Task brief:
Repeat every row below word for word, leaving out the pictures.
╔══
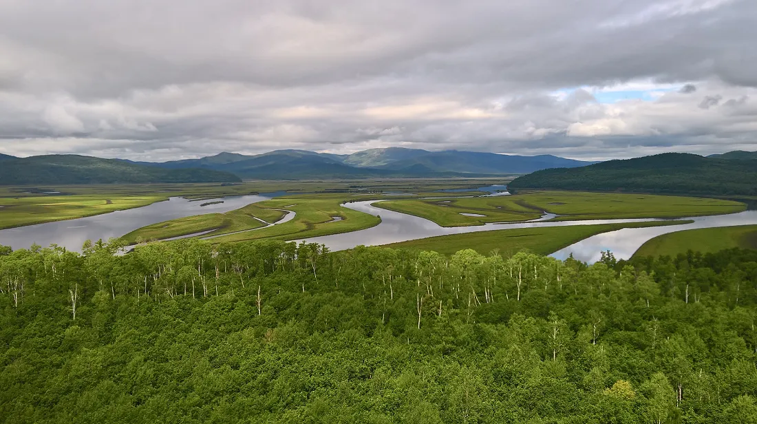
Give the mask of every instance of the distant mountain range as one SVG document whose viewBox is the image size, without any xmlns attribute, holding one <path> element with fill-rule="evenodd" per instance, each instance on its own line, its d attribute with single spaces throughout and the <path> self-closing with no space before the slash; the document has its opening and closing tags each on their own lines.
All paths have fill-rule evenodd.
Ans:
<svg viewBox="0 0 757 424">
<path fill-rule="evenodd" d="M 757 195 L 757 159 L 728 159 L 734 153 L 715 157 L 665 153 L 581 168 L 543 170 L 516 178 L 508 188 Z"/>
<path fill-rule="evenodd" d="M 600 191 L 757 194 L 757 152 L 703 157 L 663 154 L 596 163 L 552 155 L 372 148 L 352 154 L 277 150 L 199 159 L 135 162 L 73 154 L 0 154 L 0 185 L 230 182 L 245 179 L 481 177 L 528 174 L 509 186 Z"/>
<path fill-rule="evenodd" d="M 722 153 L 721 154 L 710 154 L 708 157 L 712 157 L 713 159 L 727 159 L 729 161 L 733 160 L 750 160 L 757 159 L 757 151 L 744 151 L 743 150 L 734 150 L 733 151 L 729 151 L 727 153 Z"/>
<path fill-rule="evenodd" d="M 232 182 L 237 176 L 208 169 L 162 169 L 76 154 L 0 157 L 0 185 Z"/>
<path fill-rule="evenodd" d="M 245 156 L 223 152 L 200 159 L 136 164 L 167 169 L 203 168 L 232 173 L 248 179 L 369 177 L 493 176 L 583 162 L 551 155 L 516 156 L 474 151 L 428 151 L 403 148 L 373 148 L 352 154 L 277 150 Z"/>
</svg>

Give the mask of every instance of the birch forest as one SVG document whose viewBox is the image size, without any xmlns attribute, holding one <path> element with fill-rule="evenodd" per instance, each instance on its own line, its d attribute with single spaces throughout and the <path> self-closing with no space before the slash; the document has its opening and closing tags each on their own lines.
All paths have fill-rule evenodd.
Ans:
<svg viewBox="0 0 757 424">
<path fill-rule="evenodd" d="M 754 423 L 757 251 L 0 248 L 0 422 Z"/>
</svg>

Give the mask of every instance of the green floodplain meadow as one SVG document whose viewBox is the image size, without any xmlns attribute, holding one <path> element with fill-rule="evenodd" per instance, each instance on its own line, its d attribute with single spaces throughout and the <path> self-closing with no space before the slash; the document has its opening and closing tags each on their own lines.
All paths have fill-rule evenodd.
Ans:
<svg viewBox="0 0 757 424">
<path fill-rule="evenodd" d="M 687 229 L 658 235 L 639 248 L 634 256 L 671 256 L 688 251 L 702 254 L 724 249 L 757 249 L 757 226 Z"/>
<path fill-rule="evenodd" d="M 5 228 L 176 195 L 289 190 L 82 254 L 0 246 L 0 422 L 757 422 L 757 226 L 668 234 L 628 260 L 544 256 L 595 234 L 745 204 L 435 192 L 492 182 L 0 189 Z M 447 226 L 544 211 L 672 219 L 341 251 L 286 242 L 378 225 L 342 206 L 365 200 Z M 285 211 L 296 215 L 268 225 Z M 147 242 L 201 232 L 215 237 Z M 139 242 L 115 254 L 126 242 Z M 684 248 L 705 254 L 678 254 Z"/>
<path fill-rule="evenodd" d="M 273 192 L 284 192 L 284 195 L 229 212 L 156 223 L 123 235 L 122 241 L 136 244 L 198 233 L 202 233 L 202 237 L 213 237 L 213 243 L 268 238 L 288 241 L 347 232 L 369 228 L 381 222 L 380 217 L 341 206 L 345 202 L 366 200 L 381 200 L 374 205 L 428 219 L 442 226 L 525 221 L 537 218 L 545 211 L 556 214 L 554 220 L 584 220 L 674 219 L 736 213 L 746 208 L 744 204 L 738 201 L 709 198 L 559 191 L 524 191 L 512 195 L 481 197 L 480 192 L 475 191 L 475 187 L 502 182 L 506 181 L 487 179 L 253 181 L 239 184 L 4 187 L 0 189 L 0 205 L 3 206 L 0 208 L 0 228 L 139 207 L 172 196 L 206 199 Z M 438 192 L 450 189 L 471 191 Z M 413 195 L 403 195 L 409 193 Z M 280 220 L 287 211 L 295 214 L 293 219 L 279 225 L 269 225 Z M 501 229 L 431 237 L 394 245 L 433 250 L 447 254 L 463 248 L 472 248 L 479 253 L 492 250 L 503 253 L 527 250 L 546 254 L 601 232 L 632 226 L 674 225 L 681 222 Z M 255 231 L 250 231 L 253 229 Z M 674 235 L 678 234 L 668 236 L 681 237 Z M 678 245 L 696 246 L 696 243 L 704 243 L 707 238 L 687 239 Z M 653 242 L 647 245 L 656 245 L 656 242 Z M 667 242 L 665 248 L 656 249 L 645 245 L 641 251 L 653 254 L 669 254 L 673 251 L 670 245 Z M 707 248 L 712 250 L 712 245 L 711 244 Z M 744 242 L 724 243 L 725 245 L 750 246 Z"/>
╚══
Output for this exercise:
Give the mask of every instance of the distant mountain range as one SVG document whose viewBox is the image size, without any xmlns attribute, holding one <path> element with fill-rule="evenodd" per instance, each instance on its own line, its d attribute with single spaces throughout and the <path> self-closing with no space before the slash; the document has its opening and closing tags each on their own lines.
All paths have fill-rule evenodd.
Ans:
<svg viewBox="0 0 757 424">
<path fill-rule="evenodd" d="M 757 195 L 757 159 L 728 159 L 734 153 L 715 157 L 665 153 L 581 168 L 543 170 L 516 178 L 508 188 Z"/>
<path fill-rule="evenodd" d="M 600 191 L 757 194 L 757 152 L 703 157 L 663 154 L 596 163 L 552 155 L 372 148 L 352 154 L 277 150 L 199 159 L 135 162 L 73 154 L 0 154 L 0 185 L 230 182 L 245 179 L 481 177 L 528 174 L 509 186 Z"/>
<path fill-rule="evenodd" d="M 722 153 L 721 154 L 710 154 L 708 157 L 712 157 L 713 159 L 727 159 L 729 161 L 733 160 L 750 160 L 757 159 L 757 151 L 744 151 L 743 150 L 734 150 L 733 151 L 729 151 L 727 153 Z"/>
<path fill-rule="evenodd" d="M 232 182 L 237 176 L 208 169 L 162 169 L 76 154 L 0 157 L 0 185 Z"/>
<path fill-rule="evenodd" d="M 245 156 L 223 152 L 200 159 L 136 164 L 167 169 L 203 168 L 232 173 L 248 179 L 369 177 L 493 176 L 583 162 L 551 155 L 516 156 L 474 151 L 428 151 L 403 148 L 373 148 L 352 154 L 277 150 Z"/>
</svg>

Give the mask of every instance of the birch forest as one SVG document whose viewBox is the image size, without any xmlns attribute, holding one <path> element with fill-rule="evenodd" per instance, each instance on its own line, its d attribute with single spaces throughout and the <path> self-closing with no space before the slash; the document has its opening and closing tags each on their own lines.
All paths have fill-rule evenodd.
Ans:
<svg viewBox="0 0 757 424">
<path fill-rule="evenodd" d="M 754 423 L 757 251 L 0 248 L 0 422 Z"/>
</svg>

Give the mask of every instance of the green floodplain meadow as one SVG document whose viewBox is the image size, without any xmlns attribute, holding one <path> element with fill-rule="evenodd" per instance, each instance on its own line, its d attribute with single spaces throughout and the <path> self-closing with no space before the slash; the document has its opening and closing tags each on their own lines.
All paths have fill-rule evenodd.
Ans:
<svg viewBox="0 0 757 424">
<path fill-rule="evenodd" d="M 687 229 L 658 235 L 639 248 L 634 256 L 671 256 L 688 251 L 702 254 L 724 249 L 757 249 L 757 226 Z"/>
<path fill-rule="evenodd" d="M 5 228 L 176 195 L 289 190 L 82 254 L 0 246 L 0 422 L 757 422 L 757 226 L 668 234 L 628 260 L 544 256 L 595 234 L 745 204 L 435 192 L 492 182 L 0 189 Z M 447 226 L 544 211 L 672 219 L 341 251 L 286 242 L 378 225 L 342 206 L 365 200 Z M 285 211 L 296 215 L 268 225 Z M 147 242 L 201 232 L 215 237 Z M 139 242 L 115 254 L 126 242 Z M 684 248 L 705 254 L 678 254 Z"/>
<path fill-rule="evenodd" d="M 273 192 L 284 192 L 284 195 L 229 212 L 156 223 L 123 235 L 122 241 L 136 244 L 198 233 L 202 233 L 202 237 L 213 237 L 213 243 L 268 238 L 288 241 L 347 232 L 369 228 L 381 222 L 380 217 L 341 206 L 345 202 L 366 200 L 381 200 L 374 205 L 428 219 L 442 226 L 525 221 L 537 218 L 545 211 L 556 214 L 554 220 L 584 220 L 674 219 L 736 213 L 746 208 L 744 204 L 738 201 L 709 198 L 559 191 L 524 191 L 512 195 L 481 197 L 480 192 L 475 191 L 475 187 L 502 182 L 506 181 L 487 179 L 253 181 L 239 184 L 4 187 L 0 189 L 0 205 L 3 206 L 0 208 L 0 228 L 139 207 L 172 196 L 206 199 Z M 438 192 L 450 189 L 471 191 Z M 413 195 L 403 195 L 409 193 Z M 280 220 L 287 211 L 295 214 L 293 219 L 279 225 L 269 225 Z M 501 229 L 431 237 L 394 245 L 433 250 L 447 254 L 463 248 L 472 248 L 479 253 L 492 250 L 503 253 L 527 250 L 546 254 L 601 232 L 632 226 L 674 225 L 681 222 Z M 255 231 L 250 231 L 253 229 Z M 674 235 L 678 234 L 668 236 L 681 237 Z M 678 245 L 696 246 L 696 243 L 704 243 L 707 238 L 687 239 Z M 653 242 L 647 245 L 656 245 L 656 242 Z M 667 242 L 665 248 L 656 249 L 645 245 L 641 251 L 653 254 L 669 254 L 673 251 L 670 245 Z M 707 248 L 712 250 L 712 245 L 711 244 Z M 744 242 L 724 243 L 725 245 L 750 246 Z"/>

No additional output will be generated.